▶ [SET EXERCISE] Put the part of the listing below that opens with the line containing "In this exercise you will indicate every instance of the window" and closes with the line containing "<point>72,179</point>" into a numbered list, both of those lines included and blank lines dropped.

Dataset records
- - - - -

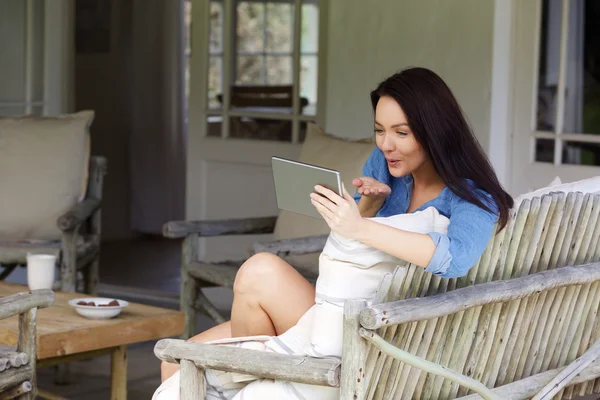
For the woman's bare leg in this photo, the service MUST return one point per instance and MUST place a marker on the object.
(270, 296)
(221, 331)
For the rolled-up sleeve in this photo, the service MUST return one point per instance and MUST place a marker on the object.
(469, 232)
(371, 169)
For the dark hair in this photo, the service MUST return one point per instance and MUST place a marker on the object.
(440, 127)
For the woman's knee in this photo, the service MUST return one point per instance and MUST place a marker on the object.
(167, 370)
(256, 272)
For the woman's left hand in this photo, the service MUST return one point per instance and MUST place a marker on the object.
(340, 213)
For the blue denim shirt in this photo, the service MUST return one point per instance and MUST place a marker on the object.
(469, 230)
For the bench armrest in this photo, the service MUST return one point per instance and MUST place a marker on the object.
(287, 247)
(207, 228)
(302, 369)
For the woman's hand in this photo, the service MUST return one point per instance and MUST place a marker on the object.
(372, 188)
(340, 213)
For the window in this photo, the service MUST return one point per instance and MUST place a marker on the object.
(568, 106)
(262, 68)
(22, 59)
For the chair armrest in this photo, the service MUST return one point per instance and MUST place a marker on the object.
(98, 164)
(420, 309)
(78, 214)
(302, 369)
(242, 226)
(22, 302)
(286, 247)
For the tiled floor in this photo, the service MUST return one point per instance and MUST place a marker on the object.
(144, 270)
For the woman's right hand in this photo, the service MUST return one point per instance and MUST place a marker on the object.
(371, 188)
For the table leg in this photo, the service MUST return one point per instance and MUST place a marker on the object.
(118, 373)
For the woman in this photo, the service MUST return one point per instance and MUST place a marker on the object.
(426, 156)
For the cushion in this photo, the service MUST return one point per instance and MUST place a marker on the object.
(43, 172)
(344, 155)
(590, 185)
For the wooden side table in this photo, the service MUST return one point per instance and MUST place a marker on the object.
(64, 336)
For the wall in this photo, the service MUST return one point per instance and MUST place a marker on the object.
(101, 84)
(135, 92)
(453, 38)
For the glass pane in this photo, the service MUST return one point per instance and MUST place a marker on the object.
(216, 27)
(250, 27)
(582, 101)
(250, 69)
(213, 125)
(310, 28)
(11, 111)
(302, 132)
(548, 65)
(544, 150)
(581, 153)
(215, 82)
(280, 26)
(260, 129)
(279, 70)
(308, 84)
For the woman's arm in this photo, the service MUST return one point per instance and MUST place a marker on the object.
(416, 248)
(448, 256)
(369, 206)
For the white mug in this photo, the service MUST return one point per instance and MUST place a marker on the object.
(40, 271)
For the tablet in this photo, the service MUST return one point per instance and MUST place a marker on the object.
(295, 181)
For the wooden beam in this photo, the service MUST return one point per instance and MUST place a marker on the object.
(15, 376)
(22, 302)
(302, 369)
(569, 373)
(420, 309)
(286, 247)
(16, 391)
(243, 226)
(527, 387)
(78, 214)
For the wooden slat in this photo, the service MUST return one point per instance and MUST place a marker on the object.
(420, 309)
(192, 382)
(352, 385)
(79, 213)
(527, 387)
(495, 342)
(221, 273)
(302, 369)
(61, 331)
(242, 226)
(286, 247)
(16, 391)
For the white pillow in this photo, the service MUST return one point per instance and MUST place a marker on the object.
(349, 269)
(43, 172)
(590, 185)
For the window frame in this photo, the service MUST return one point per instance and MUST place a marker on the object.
(559, 136)
(199, 90)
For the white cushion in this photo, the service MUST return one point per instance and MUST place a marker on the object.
(43, 172)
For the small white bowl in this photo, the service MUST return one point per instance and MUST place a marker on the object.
(98, 312)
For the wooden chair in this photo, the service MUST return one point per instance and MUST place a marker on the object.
(79, 248)
(18, 367)
(268, 99)
(523, 321)
(319, 148)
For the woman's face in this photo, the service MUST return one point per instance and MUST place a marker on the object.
(395, 139)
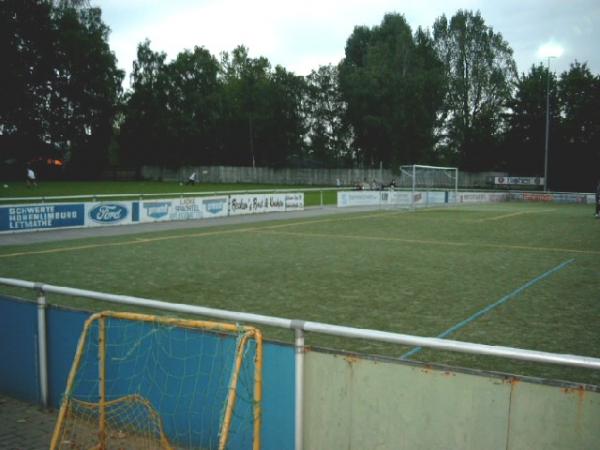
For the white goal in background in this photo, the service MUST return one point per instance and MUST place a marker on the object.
(419, 178)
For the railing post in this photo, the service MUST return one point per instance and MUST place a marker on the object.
(42, 345)
(298, 327)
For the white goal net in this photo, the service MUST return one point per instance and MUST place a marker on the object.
(422, 181)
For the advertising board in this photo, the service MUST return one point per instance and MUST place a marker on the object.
(42, 216)
(111, 213)
(263, 203)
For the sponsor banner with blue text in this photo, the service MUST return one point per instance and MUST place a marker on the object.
(359, 198)
(183, 208)
(294, 201)
(516, 181)
(261, 203)
(41, 217)
(111, 213)
(482, 197)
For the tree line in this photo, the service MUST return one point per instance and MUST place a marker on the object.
(449, 95)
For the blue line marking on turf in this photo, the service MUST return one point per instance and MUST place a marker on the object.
(488, 308)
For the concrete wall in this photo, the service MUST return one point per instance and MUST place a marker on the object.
(321, 177)
(354, 403)
(351, 402)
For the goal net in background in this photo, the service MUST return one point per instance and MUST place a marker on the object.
(428, 179)
(142, 381)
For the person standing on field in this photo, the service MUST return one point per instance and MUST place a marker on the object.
(31, 177)
(598, 200)
(192, 179)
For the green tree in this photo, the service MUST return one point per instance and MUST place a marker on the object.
(328, 134)
(87, 87)
(480, 73)
(245, 82)
(574, 158)
(281, 139)
(392, 83)
(61, 86)
(193, 106)
(525, 140)
(27, 38)
(145, 132)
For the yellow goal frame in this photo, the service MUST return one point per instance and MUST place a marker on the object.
(246, 333)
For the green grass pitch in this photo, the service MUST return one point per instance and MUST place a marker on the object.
(408, 272)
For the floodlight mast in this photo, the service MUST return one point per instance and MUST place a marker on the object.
(548, 51)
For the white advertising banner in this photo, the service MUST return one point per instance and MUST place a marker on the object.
(264, 203)
(111, 213)
(294, 202)
(183, 208)
(482, 197)
(358, 198)
(524, 181)
(388, 198)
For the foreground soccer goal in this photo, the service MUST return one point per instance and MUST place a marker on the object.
(141, 381)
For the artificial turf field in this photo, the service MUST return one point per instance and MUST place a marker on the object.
(418, 273)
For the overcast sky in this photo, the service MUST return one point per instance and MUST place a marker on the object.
(301, 35)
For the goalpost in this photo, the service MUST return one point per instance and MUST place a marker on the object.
(142, 381)
(423, 182)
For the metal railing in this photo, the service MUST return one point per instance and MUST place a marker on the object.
(298, 326)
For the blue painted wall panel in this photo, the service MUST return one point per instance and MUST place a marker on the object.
(18, 377)
(18, 349)
(63, 328)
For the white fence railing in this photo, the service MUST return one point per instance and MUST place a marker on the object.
(298, 326)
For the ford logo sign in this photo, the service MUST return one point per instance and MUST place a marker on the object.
(214, 206)
(107, 213)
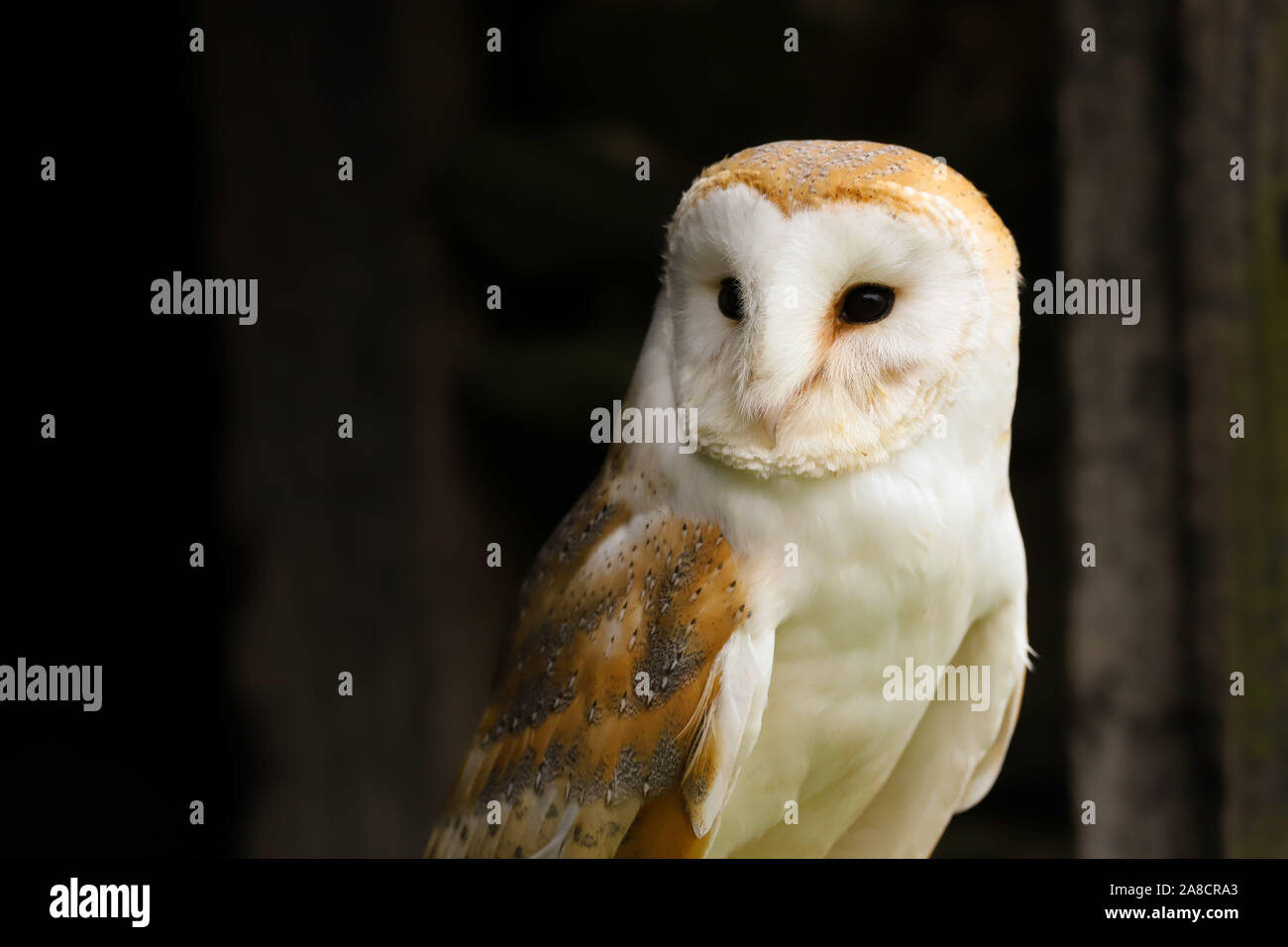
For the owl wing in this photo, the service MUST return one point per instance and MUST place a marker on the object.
(623, 693)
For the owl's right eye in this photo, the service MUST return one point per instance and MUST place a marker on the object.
(730, 298)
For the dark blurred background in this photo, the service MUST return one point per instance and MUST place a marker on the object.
(516, 169)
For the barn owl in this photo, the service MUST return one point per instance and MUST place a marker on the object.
(713, 651)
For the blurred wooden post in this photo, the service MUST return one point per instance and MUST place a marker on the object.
(1234, 289)
(362, 556)
(1189, 523)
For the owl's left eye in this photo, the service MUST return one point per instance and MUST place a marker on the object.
(867, 303)
(730, 298)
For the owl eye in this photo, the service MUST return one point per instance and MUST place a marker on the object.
(867, 303)
(730, 298)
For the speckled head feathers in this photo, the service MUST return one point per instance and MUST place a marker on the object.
(799, 175)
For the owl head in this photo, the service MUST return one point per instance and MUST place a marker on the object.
(825, 303)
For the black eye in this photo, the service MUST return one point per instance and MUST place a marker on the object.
(730, 298)
(867, 303)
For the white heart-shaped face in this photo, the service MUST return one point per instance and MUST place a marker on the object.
(793, 386)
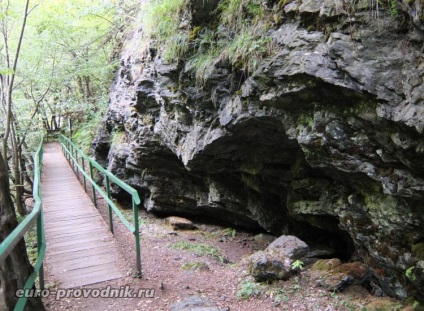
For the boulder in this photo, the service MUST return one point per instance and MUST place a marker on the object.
(196, 303)
(334, 276)
(275, 263)
(179, 223)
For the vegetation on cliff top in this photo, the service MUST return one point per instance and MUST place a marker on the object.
(235, 34)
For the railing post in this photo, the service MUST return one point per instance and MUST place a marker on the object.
(137, 239)
(94, 188)
(71, 156)
(83, 176)
(40, 242)
(108, 205)
(76, 160)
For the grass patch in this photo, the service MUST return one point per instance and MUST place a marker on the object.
(248, 289)
(200, 249)
(160, 22)
(194, 266)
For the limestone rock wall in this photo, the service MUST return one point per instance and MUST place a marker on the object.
(324, 140)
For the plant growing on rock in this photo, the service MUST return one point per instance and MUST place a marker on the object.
(248, 289)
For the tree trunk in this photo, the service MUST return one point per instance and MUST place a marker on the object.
(17, 175)
(15, 269)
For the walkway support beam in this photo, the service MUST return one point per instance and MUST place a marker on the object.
(71, 152)
(36, 216)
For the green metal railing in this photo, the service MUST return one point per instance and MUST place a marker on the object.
(36, 216)
(73, 154)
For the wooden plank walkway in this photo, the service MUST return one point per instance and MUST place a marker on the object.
(80, 248)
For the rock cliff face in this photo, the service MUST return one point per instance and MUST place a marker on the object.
(324, 140)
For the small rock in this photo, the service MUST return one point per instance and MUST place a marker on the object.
(326, 264)
(179, 223)
(196, 303)
(264, 238)
(337, 277)
(275, 262)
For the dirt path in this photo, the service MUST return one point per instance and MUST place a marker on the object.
(174, 274)
(208, 262)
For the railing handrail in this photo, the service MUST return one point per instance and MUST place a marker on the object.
(71, 151)
(15, 236)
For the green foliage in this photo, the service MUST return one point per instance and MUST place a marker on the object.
(160, 21)
(117, 138)
(248, 289)
(297, 265)
(230, 232)
(409, 273)
(85, 132)
(194, 266)
(246, 50)
(198, 249)
(393, 8)
(279, 296)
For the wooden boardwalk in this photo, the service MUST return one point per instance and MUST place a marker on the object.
(80, 249)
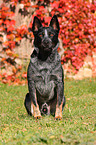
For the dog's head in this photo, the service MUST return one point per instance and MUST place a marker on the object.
(46, 38)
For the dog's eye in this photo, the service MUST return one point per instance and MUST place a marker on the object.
(40, 35)
(51, 34)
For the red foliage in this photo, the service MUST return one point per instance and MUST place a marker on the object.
(77, 30)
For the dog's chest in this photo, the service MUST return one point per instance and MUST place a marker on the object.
(45, 76)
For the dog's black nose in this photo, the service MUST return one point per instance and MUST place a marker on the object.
(46, 42)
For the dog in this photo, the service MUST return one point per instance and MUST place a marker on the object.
(45, 73)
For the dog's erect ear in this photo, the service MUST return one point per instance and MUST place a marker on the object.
(54, 23)
(36, 24)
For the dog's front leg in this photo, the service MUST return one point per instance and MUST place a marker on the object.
(34, 104)
(60, 101)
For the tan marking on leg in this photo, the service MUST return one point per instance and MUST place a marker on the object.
(36, 111)
(58, 113)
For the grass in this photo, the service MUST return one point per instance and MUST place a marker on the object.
(78, 125)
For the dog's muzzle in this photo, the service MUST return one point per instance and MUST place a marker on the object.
(45, 109)
(46, 43)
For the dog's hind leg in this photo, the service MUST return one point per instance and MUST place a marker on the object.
(27, 104)
(59, 109)
(31, 108)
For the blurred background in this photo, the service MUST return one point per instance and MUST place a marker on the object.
(77, 37)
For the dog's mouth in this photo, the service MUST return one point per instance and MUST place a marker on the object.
(47, 44)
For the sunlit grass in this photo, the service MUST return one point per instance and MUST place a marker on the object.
(78, 125)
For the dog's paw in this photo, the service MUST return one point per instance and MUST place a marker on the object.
(58, 117)
(58, 113)
(38, 117)
(36, 112)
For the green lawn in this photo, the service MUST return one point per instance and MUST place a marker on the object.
(78, 125)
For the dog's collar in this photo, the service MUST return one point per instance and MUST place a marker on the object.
(54, 49)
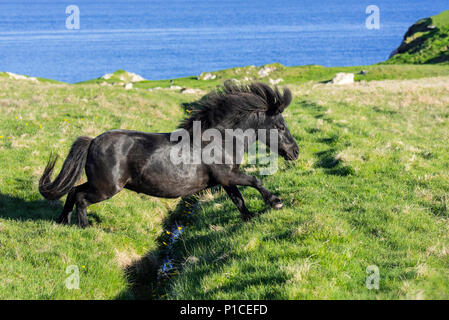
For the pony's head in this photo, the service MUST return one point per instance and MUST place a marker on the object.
(246, 106)
(273, 120)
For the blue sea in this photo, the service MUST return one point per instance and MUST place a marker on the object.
(161, 39)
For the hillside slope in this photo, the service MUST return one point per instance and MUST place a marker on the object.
(426, 41)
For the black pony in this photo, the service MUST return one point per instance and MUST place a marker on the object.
(140, 161)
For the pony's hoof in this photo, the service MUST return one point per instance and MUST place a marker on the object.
(278, 206)
(276, 203)
(63, 221)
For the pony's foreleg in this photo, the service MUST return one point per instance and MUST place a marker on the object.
(237, 198)
(241, 179)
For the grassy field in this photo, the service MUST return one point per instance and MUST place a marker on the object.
(370, 187)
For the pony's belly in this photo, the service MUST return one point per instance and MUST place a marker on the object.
(170, 184)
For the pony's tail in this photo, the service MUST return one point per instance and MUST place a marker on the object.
(70, 173)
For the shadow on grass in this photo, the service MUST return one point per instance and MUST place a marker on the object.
(144, 279)
(16, 208)
(331, 164)
(144, 275)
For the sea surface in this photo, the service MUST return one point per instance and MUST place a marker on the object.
(172, 38)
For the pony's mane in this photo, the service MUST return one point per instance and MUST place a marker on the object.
(233, 102)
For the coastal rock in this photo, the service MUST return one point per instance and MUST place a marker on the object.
(21, 77)
(207, 76)
(343, 78)
(192, 91)
(265, 71)
(124, 76)
(275, 82)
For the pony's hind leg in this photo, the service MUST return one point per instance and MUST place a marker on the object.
(66, 214)
(90, 195)
(237, 198)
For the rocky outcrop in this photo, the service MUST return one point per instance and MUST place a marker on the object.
(343, 78)
(207, 76)
(125, 76)
(21, 77)
(426, 41)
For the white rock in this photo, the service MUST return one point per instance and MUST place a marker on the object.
(343, 78)
(136, 78)
(275, 82)
(265, 71)
(207, 76)
(191, 91)
(127, 76)
(21, 77)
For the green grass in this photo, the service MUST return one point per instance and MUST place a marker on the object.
(370, 188)
(427, 41)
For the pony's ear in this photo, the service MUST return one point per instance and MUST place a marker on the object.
(286, 99)
(283, 101)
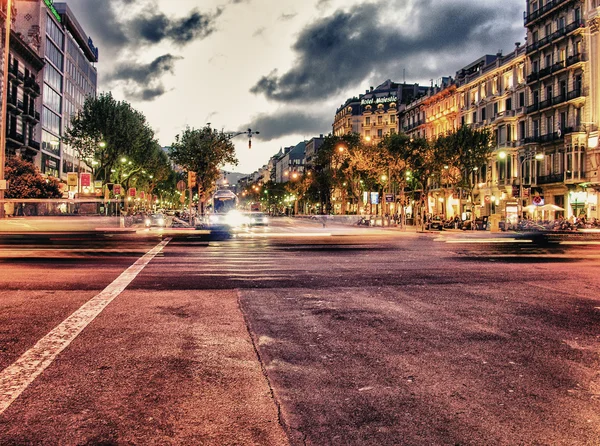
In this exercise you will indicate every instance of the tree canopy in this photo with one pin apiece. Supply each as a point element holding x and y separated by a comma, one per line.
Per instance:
<point>26,181</point>
<point>106,131</point>
<point>204,151</point>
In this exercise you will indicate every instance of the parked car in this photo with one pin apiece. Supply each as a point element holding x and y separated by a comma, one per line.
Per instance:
<point>436,223</point>
<point>155,220</point>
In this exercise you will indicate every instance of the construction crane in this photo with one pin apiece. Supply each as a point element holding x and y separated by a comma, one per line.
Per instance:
<point>248,132</point>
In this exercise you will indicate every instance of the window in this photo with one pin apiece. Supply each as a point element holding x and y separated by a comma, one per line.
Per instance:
<point>54,32</point>
<point>562,86</point>
<point>50,120</point>
<point>54,55</point>
<point>578,82</point>
<point>522,130</point>
<point>52,99</point>
<point>536,128</point>
<point>563,122</point>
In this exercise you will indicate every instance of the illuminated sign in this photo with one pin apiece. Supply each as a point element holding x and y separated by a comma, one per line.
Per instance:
<point>92,47</point>
<point>379,100</point>
<point>50,5</point>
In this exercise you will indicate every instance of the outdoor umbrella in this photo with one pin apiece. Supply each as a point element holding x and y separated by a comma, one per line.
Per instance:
<point>551,207</point>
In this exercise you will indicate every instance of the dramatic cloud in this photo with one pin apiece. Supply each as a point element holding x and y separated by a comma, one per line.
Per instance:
<point>158,27</point>
<point>134,26</point>
<point>144,80</point>
<point>281,124</point>
<point>380,40</point>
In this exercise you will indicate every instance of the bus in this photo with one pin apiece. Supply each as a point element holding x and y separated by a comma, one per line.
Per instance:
<point>224,212</point>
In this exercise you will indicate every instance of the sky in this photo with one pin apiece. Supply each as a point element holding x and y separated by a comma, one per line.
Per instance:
<point>280,67</point>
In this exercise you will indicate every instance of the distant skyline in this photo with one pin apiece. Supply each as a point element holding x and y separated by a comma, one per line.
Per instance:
<point>280,67</point>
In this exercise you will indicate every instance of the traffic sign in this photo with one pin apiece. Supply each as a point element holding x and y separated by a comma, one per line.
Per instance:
<point>72,179</point>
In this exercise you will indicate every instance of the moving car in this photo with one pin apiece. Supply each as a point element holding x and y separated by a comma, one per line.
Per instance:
<point>436,223</point>
<point>257,219</point>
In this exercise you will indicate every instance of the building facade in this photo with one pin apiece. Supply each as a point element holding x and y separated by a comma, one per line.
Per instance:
<point>69,75</point>
<point>23,103</point>
<point>562,122</point>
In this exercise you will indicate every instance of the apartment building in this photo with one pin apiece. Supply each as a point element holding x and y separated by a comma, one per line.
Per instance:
<point>23,92</point>
<point>69,75</point>
<point>562,123</point>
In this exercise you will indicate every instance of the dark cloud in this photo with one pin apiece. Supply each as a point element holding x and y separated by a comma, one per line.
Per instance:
<point>144,80</point>
<point>286,17</point>
<point>344,49</point>
<point>155,28</point>
<point>280,124</point>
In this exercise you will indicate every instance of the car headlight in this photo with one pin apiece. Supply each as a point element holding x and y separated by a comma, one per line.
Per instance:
<point>234,218</point>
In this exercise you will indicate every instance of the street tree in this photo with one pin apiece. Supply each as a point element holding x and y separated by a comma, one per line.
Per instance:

- - - - -

▶ [ANSWER TO THE EXERCISE]
1. In this exercise you will indicate every instance of the window in this photo with one pin apiece. Supply each as a point element holding x and y separated by a comma, one per line.
2. Per instance:
3. <point>54,32</point>
4. <point>562,86</point>
5. <point>50,120</point>
6. <point>54,55</point>
7. <point>578,82</point>
8. <point>522,130</point>
9. <point>52,99</point>
10. <point>536,128</point>
11. <point>563,122</point>
12. In this exercise you will indicate every instance of the illuminated sign in this photo with one pin apiece. Supply each as a point element holding x and y separated by a comma, one per line.
13. Per instance:
14. <point>92,47</point>
15. <point>379,100</point>
16. <point>50,5</point>
17. In this exercise you will indicate every instance of the outdoor umbrella in this photo with one pin apiece. Supply each as a point element holding x and y separated by a comma, one per line.
18. Per instance:
19. <point>551,207</point>
20. In this exercise you will indicate every instance of the dramatic cloud in this photo with one pin apiece. Supply each as a point element holding x and y separated by a comma, one per line.
21. Per instance:
22. <point>158,27</point>
23. <point>134,26</point>
24. <point>144,80</point>
25. <point>281,124</point>
26. <point>380,40</point>
27. In this exercise you will indicate every instance of the bus in this photo with one pin apiece. Supply each as a point element holding x and y separated by a comma, one per line.
28. Per instance:
29. <point>224,212</point>
30. In this exercise you will indicate every instance of the sky in this photo with one pin apiece. Supply each as a point element holding x and y separated by a comma, one per line.
31. Per instance:
32. <point>280,67</point>
33. In this exercise you will indicate every instance of the distant skyline in this photo with one pin apiece. Supply each as a point element holding x and y separated by a comma, one per line.
34. Per instance:
35. <point>280,67</point>
36. In this exercise you will indicate every instance of the traffic sign in this photo with one pin apiece. Supply each as a point element holding x and y separated by a comma, one per line.
37. Per instance:
38. <point>72,179</point>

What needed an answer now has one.